START Data for processing

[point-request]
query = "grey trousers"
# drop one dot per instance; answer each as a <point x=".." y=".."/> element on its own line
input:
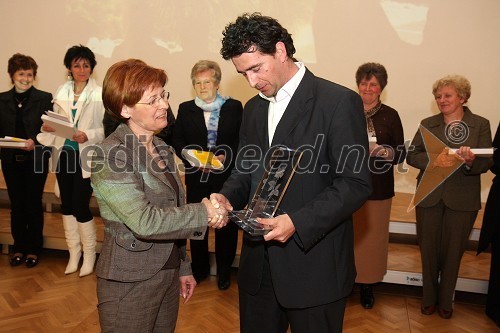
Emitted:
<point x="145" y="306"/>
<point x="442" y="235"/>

END Data for processing
START Data for processing

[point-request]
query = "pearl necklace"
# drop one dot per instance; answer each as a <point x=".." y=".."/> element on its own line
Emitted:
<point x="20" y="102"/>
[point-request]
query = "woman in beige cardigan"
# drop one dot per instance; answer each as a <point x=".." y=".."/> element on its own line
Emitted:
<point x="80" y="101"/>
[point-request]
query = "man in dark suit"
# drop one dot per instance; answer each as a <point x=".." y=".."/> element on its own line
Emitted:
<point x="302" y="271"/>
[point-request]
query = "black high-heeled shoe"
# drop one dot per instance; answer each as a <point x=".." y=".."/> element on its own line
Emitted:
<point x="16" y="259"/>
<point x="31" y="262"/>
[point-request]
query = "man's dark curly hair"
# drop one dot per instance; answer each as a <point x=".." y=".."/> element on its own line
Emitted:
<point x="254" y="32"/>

END Data for processing
START Data for processing

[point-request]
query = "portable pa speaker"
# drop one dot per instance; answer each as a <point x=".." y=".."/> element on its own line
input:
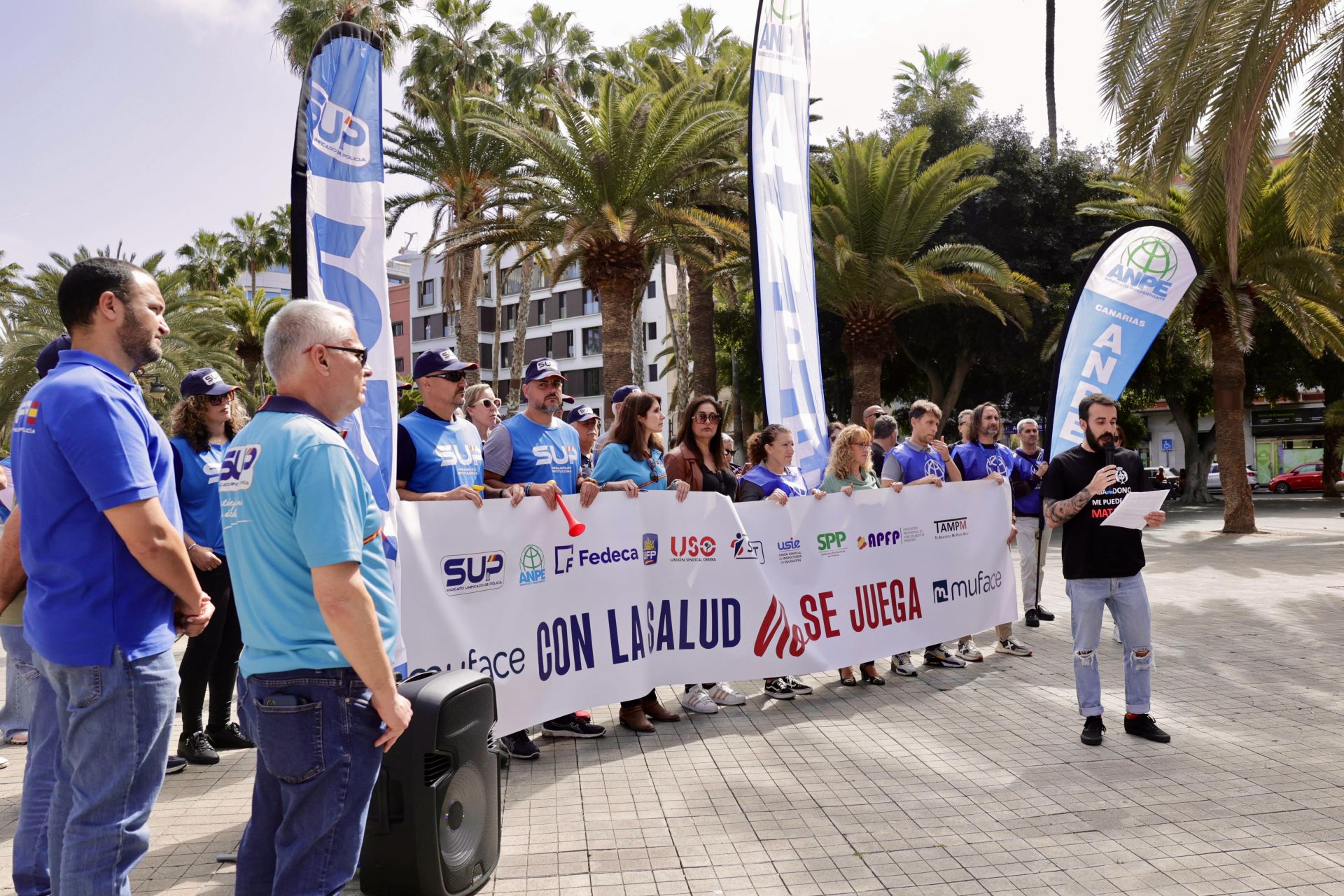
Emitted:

END Data for processing

What to work on: Collect every line above that contains the word "query".

Completed exercise:
query = "grey trousers"
query = "pearl necklace"
query = "woman in beige cardigan"
query = "man in dark suit"
query = "black high-heeled shoe"
query = "man's dark curly hair"
query = "portable pa speaker"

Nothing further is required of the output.